== Data supplied ==
BEGIN

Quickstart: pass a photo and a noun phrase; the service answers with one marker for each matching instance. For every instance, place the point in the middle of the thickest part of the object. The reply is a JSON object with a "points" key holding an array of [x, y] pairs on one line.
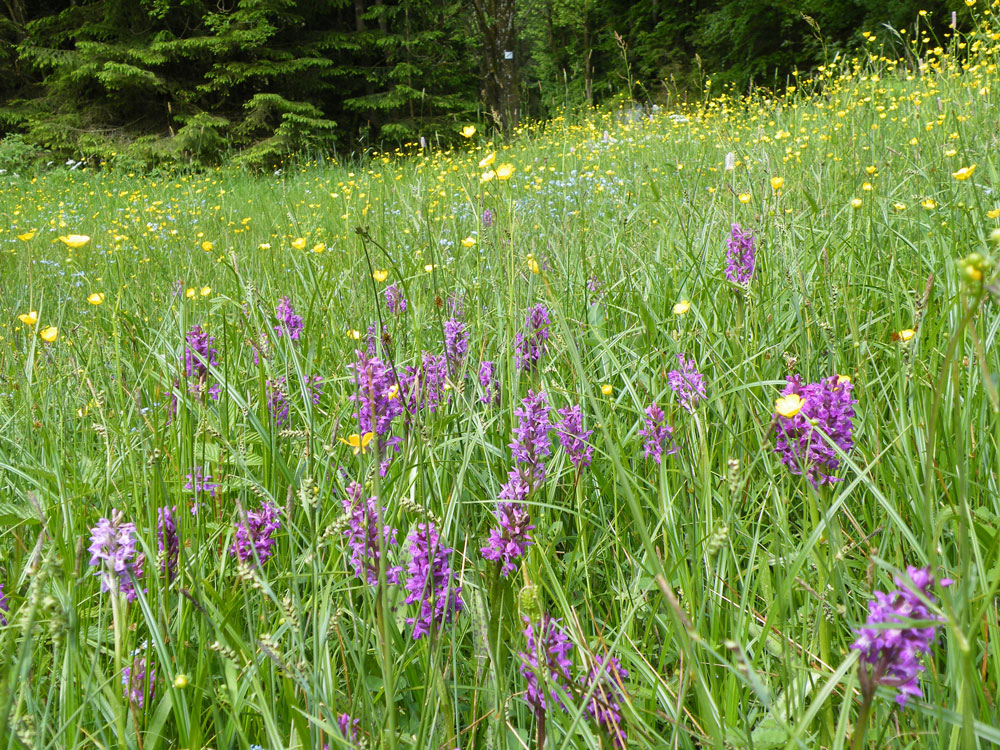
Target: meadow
{"points": [[520, 444]]}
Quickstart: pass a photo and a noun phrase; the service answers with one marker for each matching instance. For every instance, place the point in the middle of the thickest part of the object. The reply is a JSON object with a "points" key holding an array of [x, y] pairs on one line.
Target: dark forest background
{"points": [[258, 80]]}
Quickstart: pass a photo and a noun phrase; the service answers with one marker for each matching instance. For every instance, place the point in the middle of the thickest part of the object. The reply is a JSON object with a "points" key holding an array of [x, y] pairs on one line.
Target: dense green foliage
{"points": [[190, 80]]}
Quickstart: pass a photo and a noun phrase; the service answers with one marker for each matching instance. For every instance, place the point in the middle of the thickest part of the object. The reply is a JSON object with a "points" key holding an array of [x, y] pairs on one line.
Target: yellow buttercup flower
{"points": [[790, 405], [74, 241], [358, 442], [964, 173]]}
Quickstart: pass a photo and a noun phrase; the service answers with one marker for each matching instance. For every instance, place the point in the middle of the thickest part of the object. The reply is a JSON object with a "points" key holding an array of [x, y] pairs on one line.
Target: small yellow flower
{"points": [[790, 405], [964, 173], [358, 442], [74, 241]]}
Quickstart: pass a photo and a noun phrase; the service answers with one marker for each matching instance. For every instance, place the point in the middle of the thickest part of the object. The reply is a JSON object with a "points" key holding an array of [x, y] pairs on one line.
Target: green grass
{"points": [[727, 587]]}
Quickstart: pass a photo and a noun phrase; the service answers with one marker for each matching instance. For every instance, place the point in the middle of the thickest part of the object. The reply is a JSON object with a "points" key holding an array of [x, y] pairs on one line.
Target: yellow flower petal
{"points": [[790, 405]]}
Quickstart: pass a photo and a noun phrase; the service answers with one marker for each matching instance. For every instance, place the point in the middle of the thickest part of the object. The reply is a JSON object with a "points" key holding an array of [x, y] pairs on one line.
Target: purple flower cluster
{"points": [[362, 536], [741, 255], [456, 344], [167, 540], [573, 437], [277, 395], [657, 432], [288, 321], [900, 627], [424, 385], [256, 534], [607, 678], [827, 408], [687, 383], [199, 357], [530, 345], [113, 548], [138, 681], [430, 581], [545, 662], [510, 539], [489, 382], [395, 300]]}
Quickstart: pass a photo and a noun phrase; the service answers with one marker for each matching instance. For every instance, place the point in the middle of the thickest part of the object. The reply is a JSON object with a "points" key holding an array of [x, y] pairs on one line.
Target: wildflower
{"points": [[827, 406], [255, 534], [899, 628], [167, 541], [113, 548], [489, 382], [456, 344], [394, 300], [138, 681], [657, 432], [74, 241], [741, 254], [362, 536], [545, 663], [573, 437], [430, 581], [604, 707], [531, 345], [687, 383], [288, 321], [964, 173]]}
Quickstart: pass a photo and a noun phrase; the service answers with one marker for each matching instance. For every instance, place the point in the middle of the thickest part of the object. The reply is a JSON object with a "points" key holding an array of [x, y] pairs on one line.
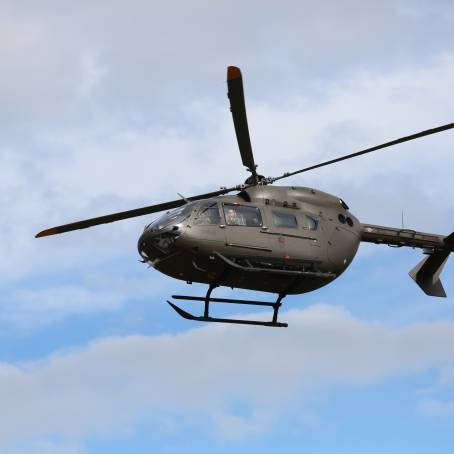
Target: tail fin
{"points": [[427, 272]]}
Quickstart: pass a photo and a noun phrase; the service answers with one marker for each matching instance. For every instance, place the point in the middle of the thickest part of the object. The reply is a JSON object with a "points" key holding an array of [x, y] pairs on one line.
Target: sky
{"points": [[113, 105]]}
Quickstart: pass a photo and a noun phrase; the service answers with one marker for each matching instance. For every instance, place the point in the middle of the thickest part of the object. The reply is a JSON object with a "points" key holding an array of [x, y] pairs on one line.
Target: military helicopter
{"points": [[275, 239]]}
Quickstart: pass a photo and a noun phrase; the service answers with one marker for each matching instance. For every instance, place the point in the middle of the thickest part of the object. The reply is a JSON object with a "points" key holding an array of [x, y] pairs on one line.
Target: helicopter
{"points": [[283, 240]]}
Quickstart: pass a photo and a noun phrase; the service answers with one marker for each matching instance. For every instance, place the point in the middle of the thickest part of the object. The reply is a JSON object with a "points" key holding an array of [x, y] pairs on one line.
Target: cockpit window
{"points": [[310, 223], [244, 215], [173, 217], [286, 220], [208, 214]]}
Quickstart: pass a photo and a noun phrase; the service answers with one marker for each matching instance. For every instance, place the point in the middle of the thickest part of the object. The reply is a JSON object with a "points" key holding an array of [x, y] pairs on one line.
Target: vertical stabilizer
{"points": [[427, 273]]}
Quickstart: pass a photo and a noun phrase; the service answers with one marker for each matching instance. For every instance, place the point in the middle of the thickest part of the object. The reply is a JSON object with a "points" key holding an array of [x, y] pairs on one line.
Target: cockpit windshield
{"points": [[173, 217]]}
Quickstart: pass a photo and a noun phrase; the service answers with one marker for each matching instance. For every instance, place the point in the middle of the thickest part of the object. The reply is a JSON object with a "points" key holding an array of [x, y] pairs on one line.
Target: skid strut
{"points": [[207, 300]]}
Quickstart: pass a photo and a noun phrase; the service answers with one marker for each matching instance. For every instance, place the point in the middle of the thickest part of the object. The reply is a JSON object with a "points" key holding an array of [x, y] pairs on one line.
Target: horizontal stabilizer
{"points": [[427, 272]]}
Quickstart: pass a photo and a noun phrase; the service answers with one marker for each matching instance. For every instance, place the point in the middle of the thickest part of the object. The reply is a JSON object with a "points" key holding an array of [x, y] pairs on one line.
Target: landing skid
{"points": [[232, 265], [207, 300]]}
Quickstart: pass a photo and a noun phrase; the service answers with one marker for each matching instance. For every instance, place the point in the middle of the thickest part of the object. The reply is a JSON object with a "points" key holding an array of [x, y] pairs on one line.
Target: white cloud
{"points": [[108, 385]]}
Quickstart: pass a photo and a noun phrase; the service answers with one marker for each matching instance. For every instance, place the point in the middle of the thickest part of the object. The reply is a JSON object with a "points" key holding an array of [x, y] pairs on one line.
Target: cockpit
{"points": [[174, 217]]}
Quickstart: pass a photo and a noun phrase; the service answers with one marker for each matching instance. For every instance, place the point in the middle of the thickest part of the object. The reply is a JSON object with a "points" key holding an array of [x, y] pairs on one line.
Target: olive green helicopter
{"points": [[276, 239]]}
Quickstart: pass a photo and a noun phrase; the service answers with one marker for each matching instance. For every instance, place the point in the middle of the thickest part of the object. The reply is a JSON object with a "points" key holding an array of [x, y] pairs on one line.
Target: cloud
{"points": [[112, 383]]}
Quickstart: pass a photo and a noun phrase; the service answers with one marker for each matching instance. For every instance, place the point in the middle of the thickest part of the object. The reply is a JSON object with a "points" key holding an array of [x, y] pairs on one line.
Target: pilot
{"points": [[234, 218]]}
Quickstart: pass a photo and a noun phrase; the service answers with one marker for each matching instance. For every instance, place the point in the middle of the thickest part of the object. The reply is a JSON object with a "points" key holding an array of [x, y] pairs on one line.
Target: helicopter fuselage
{"points": [[296, 239]]}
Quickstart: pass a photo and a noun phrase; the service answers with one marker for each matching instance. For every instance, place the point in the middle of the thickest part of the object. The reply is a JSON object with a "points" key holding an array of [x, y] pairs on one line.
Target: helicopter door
{"points": [[295, 236], [244, 228], [206, 223]]}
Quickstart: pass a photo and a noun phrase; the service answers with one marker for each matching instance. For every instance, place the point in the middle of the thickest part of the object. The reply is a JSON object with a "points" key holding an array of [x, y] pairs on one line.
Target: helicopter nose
{"points": [[154, 245]]}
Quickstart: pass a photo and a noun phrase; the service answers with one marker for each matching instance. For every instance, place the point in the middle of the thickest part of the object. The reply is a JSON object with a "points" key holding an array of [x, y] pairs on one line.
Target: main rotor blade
{"points": [[427, 132], [238, 109], [130, 213]]}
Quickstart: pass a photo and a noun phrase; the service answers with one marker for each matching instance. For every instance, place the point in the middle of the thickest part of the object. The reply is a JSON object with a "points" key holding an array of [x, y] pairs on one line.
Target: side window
{"points": [[243, 215], [208, 215], [310, 223], [286, 220]]}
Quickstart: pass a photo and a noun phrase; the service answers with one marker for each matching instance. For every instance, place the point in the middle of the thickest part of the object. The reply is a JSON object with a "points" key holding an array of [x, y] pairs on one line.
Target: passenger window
{"points": [[243, 215], [208, 215], [310, 223], [286, 220]]}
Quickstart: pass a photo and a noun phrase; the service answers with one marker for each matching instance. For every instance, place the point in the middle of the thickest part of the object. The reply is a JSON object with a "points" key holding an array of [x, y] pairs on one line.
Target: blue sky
{"points": [[109, 106]]}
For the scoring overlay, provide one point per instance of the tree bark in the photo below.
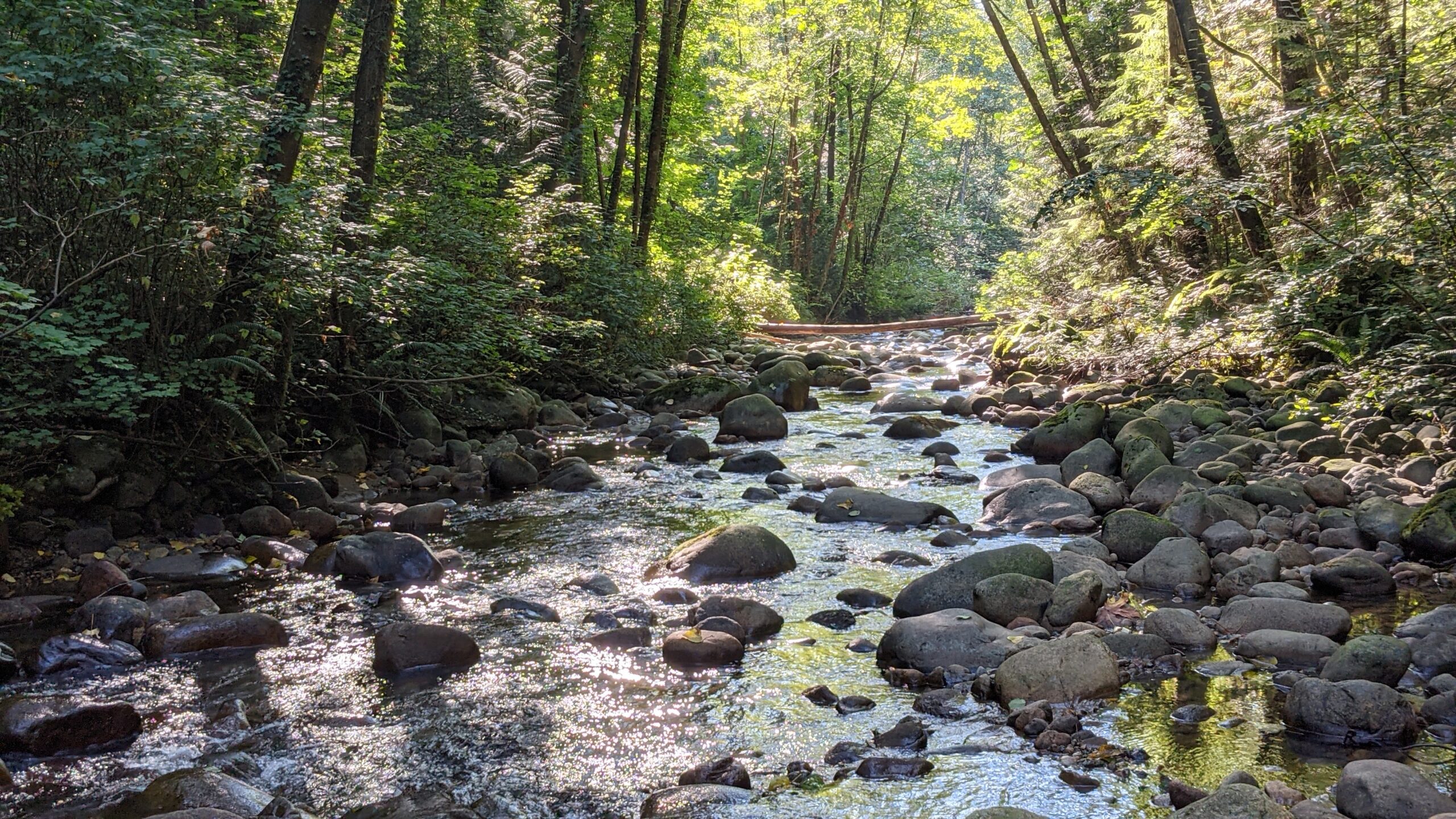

END

== What is being asked ==
The copy should begin at the line containing "Target: blue sky" and end at the last line of the data above; please restate those lines word for word without the pictures.

== Expected answer ==
Target: blue sky
{"points": [[109, 106]]}
For the scoring overlay, provide one point per instance of the tree bark in the photo below.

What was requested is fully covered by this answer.